| THE PROBLEM |
Render the following material again verbatim, leaving nothing out.

[Object location annotation data]
━━━━━━━━━━━━━━━━━━━━

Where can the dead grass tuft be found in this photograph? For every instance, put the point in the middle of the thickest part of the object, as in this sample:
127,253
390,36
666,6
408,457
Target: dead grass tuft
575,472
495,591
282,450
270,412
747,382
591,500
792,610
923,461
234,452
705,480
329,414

━━━━━━━━━━━━━━━━━━━━

| TASK SOLUTION |
Where can the dead grass tuft be found in this photograph? For every instance, put the point in the middle of the thickest part of the object, as in this sample:
127,253
390,36
666,6
408,457
Target: dead grass tuft
575,472
495,591
282,450
270,412
747,382
591,500
792,610
923,461
234,452
705,480
329,414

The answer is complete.